**Exercise aim:** Print every entry below exactly, leaving out the pictures.

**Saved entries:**

>>

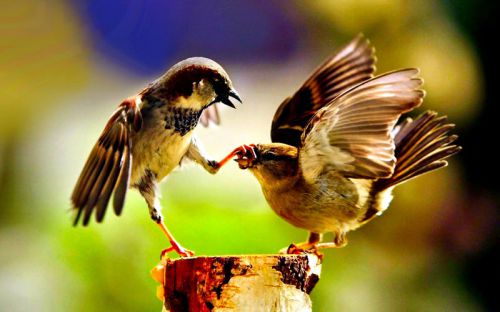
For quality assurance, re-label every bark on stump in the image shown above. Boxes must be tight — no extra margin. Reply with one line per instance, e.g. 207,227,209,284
162,254,322,312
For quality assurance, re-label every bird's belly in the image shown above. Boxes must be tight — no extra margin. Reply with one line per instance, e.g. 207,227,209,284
262,181,364,234
131,128,193,184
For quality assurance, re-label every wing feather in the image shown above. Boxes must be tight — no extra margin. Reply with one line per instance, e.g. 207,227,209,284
83,142,116,225
113,139,131,216
300,69,424,182
71,99,141,225
271,34,376,146
94,123,127,222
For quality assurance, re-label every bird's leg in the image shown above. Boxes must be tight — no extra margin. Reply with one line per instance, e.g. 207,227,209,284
312,232,348,250
187,140,258,172
184,138,256,173
281,232,323,255
185,138,220,174
217,144,258,169
150,207,194,258
332,232,348,248
282,232,347,256
138,175,194,258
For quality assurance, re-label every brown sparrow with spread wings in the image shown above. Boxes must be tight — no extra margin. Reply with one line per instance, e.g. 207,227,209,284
226,35,461,252
71,57,241,257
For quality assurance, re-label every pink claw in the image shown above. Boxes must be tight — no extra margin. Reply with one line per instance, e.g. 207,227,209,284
236,144,257,160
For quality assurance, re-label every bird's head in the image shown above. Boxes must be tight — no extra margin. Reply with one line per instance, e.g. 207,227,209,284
236,143,299,189
146,57,241,110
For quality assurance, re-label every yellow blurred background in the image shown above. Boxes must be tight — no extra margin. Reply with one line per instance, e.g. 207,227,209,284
1,1,497,311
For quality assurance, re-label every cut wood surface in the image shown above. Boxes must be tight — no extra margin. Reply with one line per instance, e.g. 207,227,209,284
160,254,322,312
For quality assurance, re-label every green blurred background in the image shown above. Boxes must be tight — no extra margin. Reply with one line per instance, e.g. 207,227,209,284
1,1,498,311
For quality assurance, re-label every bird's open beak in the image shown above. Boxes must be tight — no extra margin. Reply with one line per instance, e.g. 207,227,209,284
228,89,242,103
215,88,242,108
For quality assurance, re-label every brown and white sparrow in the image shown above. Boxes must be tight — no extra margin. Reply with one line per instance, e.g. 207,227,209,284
71,57,241,257
227,36,461,252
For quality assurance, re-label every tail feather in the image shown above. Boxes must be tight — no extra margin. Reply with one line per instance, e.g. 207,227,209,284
360,111,461,222
381,111,461,189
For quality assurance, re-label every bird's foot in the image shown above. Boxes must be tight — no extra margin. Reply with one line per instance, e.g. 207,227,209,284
211,144,258,170
206,160,220,174
280,242,324,259
233,144,258,169
160,241,195,259
155,220,195,258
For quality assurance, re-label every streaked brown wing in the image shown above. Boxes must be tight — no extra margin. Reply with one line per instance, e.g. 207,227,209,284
199,104,220,127
360,111,461,222
71,98,142,225
388,111,461,186
299,69,424,182
271,34,376,147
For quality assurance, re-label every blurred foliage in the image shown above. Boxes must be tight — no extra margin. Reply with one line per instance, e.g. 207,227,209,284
0,0,495,311
0,0,89,137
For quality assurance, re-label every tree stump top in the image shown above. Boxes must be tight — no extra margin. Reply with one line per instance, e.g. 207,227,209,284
158,254,322,312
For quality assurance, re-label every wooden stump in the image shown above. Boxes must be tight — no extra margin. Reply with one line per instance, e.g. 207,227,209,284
160,254,322,312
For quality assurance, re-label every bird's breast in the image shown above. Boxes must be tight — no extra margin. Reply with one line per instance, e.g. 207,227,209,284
130,103,198,184
163,106,202,136
142,95,203,136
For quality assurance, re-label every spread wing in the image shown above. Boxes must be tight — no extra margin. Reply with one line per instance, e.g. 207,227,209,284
71,98,142,225
271,34,376,147
299,69,424,182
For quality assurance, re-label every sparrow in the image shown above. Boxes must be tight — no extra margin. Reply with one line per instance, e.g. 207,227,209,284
71,57,241,257
226,35,461,252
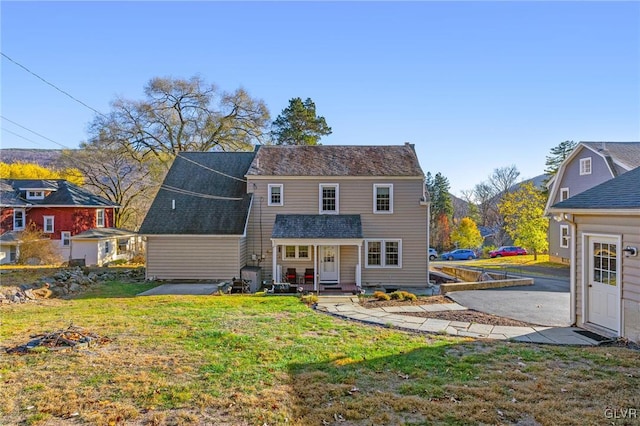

<<

**Finished exercise:**
For quality assurance, re-label every bark on stump in the image shown above. Boxes must be tight — no extra margin. Reply with one line per instance, e.g. 207,227,209,284
162,254,322,312
For quality assurance, re-label every bird's belly in the image shown above. Boxes must be tight — no extra margin. Reply with one line per instance, e.g. 207,227,209,284
262,181,364,234
131,128,193,184
For quality assurance, re-label every wing feather in the image shown above. Boxes must be tight — no extra margin. Reply with one line per instance, e.g. 207,227,209,284
83,142,116,225
113,139,131,216
300,69,424,182
71,99,141,225
271,34,376,146
94,123,127,222
For quality assurance, re-label every bird's leg in the image shown above. Boxes must be tight — no extra margin. Reply with one line per instance, e.g. 207,227,209,284
312,232,348,250
187,140,258,172
184,138,256,173
281,232,323,255
185,138,220,174
217,144,258,169
150,207,194,258
332,232,348,248
282,232,347,256
138,175,194,258
For quality assurance, re-label every brown sparrow with spread wings in the image shown above. Boxes must be tight — no extra margin. Reply with one line per instance, e.g. 207,227,209,284
226,35,461,252
71,57,241,257
For quality assurance, re-label every pink claw in the image shown above. Boxes must be tight — no extra margin. Reply with one line per instance, e.g. 207,227,209,284
236,144,257,160
For quality assurance, re-label every bird's head in the image shown above. Boxes must be tight — no extra margin. Reply with one line per instance, e.g. 207,227,209,284
236,143,299,189
146,57,241,110
For quality assurance, re-label every yellow blurred background in the image shown above. Boxes must be tight — no extra margin. Reply with one line per instance, e.g. 207,227,209,284
1,1,497,311
For quality assurance, re-label every cut wood surface in the image shown above. Boxes must be tight — no extra margin. Reply with one line per instance, e.g. 207,227,209,284
160,254,322,312
For quality assurance, re-label every green blurred background in the image shown above. Boxes must be tight — no extra margin. Reply with one line per instance, e.g. 207,227,209,284
1,1,498,311
For quality assurance, re-label every bird's open beak in the image shown above. Boxes must be tight — no extra margin. Reply with one line per instance, e.g. 207,227,209,284
228,89,242,103
215,88,242,108
For quality assurance, re-label every brown and white sparrow in the image shown above. Boxes must be tight — no extra margin. Reply with one line per instance, e.g. 207,227,209,284
71,57,241,257
227,36,461,252
For quality assurance, re-label every tail feather in the image shown above. Boxes must be tight — no extra margin. Reply with one line per instance, e.g. 207,227,209,284
360,111,461,222
381,111,461,189
For quality assurance, re-label every bird's foot in the image shown above. Boxes must be tight — no extra margin. Reply with one line per instance, e.g. 207,227,209,284
211,144,258,170
206,160,220,174
280,242,324,259
233,144,258,169
160,241,195,259
155,220,195,258
For quality assurance, re-label every streaked brown wing in the image shown above. Boxes must be tight — no extra margin. Reply with one line per instance, e.g. 207,227,209,284
199,104,220,127
360,111,461,222
71,98,142,225
388,111,461,186
299,69,424,182
271,34,376,147
For quality assurance, re-label every blurred foliage in the image shown above. Boxes must be tight — no extra margin. Reply with one line per instance, e.g. 207,227,209,284
0,0,495,311
0,0,89,137
For quality assurance, re-label every tree stump top in the image shown above. Boxes must be tight — no extra margin. Reply with one line per instance, e.g. 207,227,209,284
158,254,322,312
For quality assurance, re-label every wooden stump in the image shown above. Boxes must be tight — no extra margin. Reply with one line per instance, e.g. 207,227,209,284
160,254,322,312
For quality assurance, re-label every bird's breast in the image shown above. Boxes must be tight — no extra margin. Reply with one line per instance, e.g. 207,227,209,284
130,103,198,184
163,106,202,136
142,95,203,136
For quality assurance, re-label every spread wing in the image shown above. Boxes must be tight — no extra margin. Reply with one line per instance, e.g. 207,227,209,284
71,98,142,225
271,34,376,147
299,69,424,182
For quality assurance, re-label every sparrow in the image shown above. Boxes must be tight — no extra margin. Reply with one line per instance, e.g. 207,227,209,284
71,57,241,257
226,35,461,252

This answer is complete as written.